Source document

To provide a rational means to categorize (common cause vs special cause) and measure variation, Walter A. Shewhart invented control charts circa 1925 – 1931. W. Edwards Deming took these basic statistical concepts and tools with him to Japan after World War II and planted the seeds for the quality revolution. The rest is history.
Control charts are best maintained at the job station by the production team to provide those closest to the process guidance on when and when not to take action. Once a process is in statistical control (a very fine achievement in itself), a control chart can verify actions taken to reduce variability.
The primary signal of an out-of-control process is a point outside the control limits. Given constant probability (an requirement for process control), the chance of a point outside the control limits is very, very small. Other out-of-control signals include seven points in a row above or below the mean and runs of seven up or down. If these signals are present, then a special cause has visited the process. Look for it right away, before the trail grows cold!

Requirements
A) Print the control chart passage between "Control charts are" and "trail grows cold!", inclusive.
B) Carry the control chart passage forward from its final sentence.
The material after this has no connection to the control chart passage.

Dataset records

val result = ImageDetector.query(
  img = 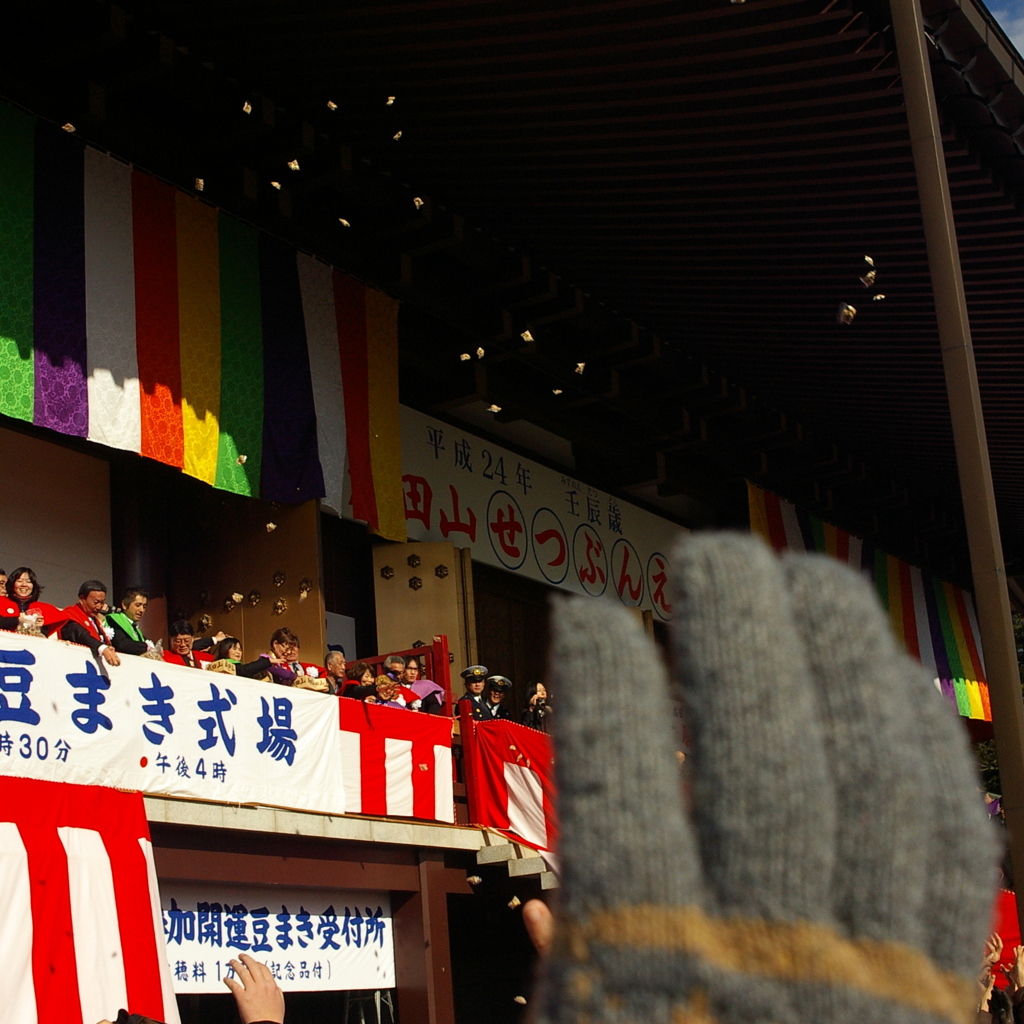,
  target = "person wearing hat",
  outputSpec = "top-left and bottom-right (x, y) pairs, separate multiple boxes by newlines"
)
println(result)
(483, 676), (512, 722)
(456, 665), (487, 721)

Expected answers
A)
Control charts are best maintained at the job station by the production team to provide those closest to the process guidance on when and when not to take action. Once a process is in statistical control (a very fine achievement in itself), a control chart can verify actions taken to reduce variability.
The primary signal of an out-of-control process is a point outside the control limits. Given constant probability (an requirement for process control), the chance of a point outside the control limits is very, very small. Other out-of-control signals include seven points in a row above or below the mean and runs of seven up or down. If these signals are present, then a special cause has visited the process. Look for it right away, before the trail grows cold!

B)
Control Charts
Here is an example of an X-bar & R chart for variables data. An assembly plant body shop was requiring significant overline overtime to make production and the management team was attributing the volume shortfalls to “catastrophic” breakdowns at its constraint. A control chart for hour-to-hour production counts was in control (no special cause events) but with an unacceptably high level of common cause variation. The management team was “recalibrated” to focus their effort on the many small production loss causal factors occurring every hour: speed losses, absenteeism, operator pacing, untrained operators, material deliveries, weld faults, tip changes, etc.
Control charts also work with attribute data when variables data is not available. Here is an example of a U-chart of incomplete operations at an inspection and repair station. This chart has been out of control for quite awhile: the mean number of repairs have shifted up. In retrospect, the team was slow in finding the special cause in this case a defective bumper shield clip.
Out-of-control signals can be good. Let’s say an adjustment has been made to a process running above the specification target. A run of seven points below the averages chart mean is verification that the adjustment has moved the process mean. Or maybe a material spec change has been made. A run of seven points below the range chart mean is verification that the material change has reduced common cause variation. In both cases, new control limits must be calculated to reflect the process changes.
Terminology
Variables Data = quantitative value that can be measured (572 feet, 2403 lbs, 59.6 seconds, etc)
Attributes Data = qualitative value that can be counted (pass or fail, black or white, etc)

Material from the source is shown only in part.